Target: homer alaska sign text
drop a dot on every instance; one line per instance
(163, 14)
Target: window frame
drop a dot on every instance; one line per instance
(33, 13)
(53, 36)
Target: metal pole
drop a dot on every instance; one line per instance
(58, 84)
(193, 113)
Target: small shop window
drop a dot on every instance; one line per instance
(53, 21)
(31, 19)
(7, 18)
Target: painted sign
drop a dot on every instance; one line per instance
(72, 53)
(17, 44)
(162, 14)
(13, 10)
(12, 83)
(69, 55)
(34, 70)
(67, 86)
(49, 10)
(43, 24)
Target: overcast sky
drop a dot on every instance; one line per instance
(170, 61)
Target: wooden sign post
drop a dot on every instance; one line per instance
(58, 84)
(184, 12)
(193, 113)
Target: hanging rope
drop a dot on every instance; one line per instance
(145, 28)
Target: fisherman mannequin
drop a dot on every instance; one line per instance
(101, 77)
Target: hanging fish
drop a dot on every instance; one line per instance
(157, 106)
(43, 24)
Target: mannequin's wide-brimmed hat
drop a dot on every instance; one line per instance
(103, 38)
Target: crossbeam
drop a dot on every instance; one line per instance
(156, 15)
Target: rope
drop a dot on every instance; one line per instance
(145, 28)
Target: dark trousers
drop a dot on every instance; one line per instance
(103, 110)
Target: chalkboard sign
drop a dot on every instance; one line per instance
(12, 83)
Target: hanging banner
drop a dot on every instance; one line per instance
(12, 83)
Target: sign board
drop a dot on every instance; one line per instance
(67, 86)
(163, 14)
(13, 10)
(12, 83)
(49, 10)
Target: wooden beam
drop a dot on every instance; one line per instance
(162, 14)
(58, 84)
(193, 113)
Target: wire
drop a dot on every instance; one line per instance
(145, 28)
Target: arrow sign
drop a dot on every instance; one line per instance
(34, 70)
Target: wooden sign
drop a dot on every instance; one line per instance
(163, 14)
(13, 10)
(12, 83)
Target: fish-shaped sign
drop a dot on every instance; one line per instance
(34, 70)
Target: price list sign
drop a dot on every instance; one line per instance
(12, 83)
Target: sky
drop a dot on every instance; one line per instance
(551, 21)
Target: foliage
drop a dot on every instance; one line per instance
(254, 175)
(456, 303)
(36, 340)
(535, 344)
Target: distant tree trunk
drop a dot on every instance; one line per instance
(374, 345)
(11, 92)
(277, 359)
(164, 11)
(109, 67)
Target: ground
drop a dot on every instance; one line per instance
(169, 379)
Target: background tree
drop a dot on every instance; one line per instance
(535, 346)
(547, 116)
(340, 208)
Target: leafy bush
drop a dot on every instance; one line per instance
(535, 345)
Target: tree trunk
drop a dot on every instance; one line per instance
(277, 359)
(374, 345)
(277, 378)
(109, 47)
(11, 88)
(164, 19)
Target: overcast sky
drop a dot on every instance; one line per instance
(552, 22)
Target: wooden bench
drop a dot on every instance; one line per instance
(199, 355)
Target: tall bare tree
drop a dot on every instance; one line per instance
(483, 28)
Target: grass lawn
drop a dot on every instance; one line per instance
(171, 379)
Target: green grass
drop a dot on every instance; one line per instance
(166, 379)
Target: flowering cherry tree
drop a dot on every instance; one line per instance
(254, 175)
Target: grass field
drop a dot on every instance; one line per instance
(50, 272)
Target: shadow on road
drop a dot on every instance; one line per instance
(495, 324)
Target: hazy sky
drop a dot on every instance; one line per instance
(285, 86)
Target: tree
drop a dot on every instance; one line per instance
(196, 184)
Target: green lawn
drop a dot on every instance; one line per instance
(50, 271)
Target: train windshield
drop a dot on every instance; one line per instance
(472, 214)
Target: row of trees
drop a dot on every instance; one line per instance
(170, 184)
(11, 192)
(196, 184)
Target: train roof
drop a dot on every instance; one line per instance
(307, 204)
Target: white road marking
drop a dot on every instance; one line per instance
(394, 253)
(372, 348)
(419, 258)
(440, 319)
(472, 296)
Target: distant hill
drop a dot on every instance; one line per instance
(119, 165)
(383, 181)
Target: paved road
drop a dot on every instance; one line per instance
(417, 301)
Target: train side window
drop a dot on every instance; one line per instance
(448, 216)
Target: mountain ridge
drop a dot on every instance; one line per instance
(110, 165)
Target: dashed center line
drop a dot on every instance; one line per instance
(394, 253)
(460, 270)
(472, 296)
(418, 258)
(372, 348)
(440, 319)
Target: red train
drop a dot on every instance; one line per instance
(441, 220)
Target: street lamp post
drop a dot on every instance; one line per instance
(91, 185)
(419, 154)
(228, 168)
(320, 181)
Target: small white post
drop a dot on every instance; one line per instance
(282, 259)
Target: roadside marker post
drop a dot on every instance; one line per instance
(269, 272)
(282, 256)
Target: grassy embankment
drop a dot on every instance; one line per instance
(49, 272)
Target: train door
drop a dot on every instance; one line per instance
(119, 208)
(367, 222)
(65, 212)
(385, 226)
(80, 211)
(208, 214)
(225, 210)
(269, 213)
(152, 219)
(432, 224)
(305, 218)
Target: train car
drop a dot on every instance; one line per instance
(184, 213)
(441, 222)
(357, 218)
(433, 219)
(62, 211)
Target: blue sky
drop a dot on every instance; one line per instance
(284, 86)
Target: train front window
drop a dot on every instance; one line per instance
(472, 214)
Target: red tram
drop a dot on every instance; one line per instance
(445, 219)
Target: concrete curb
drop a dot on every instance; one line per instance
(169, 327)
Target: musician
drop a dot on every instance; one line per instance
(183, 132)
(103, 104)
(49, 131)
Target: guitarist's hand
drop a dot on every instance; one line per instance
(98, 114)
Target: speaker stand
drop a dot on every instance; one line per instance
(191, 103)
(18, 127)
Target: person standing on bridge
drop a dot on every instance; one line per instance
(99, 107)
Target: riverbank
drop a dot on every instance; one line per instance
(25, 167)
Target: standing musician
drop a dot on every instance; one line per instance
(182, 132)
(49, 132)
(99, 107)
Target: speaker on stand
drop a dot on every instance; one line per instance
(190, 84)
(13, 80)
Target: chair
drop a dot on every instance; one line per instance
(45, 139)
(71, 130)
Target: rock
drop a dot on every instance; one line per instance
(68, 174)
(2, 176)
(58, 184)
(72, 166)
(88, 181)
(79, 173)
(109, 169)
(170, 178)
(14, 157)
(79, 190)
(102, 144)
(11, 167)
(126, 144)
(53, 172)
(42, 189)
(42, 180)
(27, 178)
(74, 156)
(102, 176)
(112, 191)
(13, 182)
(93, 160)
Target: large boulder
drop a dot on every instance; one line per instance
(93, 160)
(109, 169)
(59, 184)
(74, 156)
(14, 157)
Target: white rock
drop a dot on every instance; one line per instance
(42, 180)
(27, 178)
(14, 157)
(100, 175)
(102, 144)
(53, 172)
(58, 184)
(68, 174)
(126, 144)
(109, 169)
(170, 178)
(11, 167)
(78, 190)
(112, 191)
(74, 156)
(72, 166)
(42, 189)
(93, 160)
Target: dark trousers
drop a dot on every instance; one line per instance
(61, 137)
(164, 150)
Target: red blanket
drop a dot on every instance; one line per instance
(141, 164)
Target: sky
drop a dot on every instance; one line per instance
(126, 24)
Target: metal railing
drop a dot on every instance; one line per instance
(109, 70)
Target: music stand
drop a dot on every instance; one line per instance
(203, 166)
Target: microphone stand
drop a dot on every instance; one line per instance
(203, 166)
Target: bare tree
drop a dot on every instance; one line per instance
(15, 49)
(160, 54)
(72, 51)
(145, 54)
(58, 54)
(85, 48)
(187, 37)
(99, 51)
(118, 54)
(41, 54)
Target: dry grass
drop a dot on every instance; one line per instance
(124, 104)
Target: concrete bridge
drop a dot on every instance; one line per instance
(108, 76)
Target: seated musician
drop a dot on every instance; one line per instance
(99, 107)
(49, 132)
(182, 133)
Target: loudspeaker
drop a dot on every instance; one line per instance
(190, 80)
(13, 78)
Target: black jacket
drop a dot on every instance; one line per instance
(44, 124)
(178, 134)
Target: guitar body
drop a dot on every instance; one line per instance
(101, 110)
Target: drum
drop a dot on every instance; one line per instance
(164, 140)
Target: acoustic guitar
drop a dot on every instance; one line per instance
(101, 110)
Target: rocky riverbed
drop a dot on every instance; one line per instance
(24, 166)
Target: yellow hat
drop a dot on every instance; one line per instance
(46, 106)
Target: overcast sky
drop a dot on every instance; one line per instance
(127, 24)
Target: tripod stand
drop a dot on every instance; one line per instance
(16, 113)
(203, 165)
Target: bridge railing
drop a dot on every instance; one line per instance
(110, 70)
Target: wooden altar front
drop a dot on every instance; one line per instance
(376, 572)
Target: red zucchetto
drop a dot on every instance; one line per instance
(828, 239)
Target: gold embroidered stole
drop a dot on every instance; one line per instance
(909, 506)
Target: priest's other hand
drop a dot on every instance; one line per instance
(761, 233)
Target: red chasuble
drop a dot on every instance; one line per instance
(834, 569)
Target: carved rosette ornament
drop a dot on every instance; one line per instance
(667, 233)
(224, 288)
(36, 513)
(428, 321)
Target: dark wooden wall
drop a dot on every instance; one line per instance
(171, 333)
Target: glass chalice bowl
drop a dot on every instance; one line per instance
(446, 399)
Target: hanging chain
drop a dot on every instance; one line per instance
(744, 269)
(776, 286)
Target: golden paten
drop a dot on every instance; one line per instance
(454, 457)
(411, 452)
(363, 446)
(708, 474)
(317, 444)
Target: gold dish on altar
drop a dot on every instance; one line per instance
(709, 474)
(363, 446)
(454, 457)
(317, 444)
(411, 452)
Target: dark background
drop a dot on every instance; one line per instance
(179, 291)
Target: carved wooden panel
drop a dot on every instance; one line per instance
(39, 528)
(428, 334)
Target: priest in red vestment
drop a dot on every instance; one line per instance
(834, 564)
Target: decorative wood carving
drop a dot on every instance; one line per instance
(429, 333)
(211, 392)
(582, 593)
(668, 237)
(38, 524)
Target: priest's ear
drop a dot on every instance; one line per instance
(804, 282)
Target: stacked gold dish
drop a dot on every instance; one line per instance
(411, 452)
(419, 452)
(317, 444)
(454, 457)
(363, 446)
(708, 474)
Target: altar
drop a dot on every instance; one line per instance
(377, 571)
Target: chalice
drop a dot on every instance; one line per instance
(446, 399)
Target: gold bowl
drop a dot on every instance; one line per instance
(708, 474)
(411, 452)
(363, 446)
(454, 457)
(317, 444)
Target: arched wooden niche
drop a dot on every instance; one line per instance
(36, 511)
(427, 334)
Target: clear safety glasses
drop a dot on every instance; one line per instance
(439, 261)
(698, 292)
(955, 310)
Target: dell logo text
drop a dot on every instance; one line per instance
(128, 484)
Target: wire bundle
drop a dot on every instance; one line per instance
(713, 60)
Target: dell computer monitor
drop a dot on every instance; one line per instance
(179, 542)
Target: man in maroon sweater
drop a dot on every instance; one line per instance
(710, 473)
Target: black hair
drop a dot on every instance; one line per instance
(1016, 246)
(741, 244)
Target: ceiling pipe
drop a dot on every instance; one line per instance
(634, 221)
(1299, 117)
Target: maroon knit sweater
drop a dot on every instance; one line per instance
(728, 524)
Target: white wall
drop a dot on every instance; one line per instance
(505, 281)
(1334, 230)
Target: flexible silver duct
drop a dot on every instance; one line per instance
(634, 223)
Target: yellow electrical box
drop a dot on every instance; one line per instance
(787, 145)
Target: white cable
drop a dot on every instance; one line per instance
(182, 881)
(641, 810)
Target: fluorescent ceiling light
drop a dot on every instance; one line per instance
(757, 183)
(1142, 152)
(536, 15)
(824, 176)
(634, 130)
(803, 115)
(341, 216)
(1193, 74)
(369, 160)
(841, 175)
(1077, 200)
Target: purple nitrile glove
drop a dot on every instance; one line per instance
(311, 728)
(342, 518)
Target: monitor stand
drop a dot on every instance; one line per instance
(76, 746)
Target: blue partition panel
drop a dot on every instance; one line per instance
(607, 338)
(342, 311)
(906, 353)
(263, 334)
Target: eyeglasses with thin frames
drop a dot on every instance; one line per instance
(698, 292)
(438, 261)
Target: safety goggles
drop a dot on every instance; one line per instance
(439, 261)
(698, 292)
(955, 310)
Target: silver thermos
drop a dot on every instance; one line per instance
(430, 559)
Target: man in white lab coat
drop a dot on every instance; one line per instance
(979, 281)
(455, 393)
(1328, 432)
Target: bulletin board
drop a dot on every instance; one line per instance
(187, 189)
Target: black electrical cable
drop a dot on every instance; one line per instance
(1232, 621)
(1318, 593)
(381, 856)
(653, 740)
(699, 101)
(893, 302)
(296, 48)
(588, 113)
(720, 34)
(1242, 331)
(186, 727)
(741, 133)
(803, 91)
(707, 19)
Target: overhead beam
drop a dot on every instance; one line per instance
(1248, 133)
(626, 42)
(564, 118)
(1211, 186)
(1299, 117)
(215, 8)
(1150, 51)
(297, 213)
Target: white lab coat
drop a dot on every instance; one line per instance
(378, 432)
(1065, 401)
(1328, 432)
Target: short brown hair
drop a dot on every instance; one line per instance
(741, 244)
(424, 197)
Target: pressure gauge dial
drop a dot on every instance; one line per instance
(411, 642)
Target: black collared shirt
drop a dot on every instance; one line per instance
+ + +
Required work: Pull out the lines above in which the word "carved" appears.

Task response:
Target: carved rosette ornament
Target: carved wooden panel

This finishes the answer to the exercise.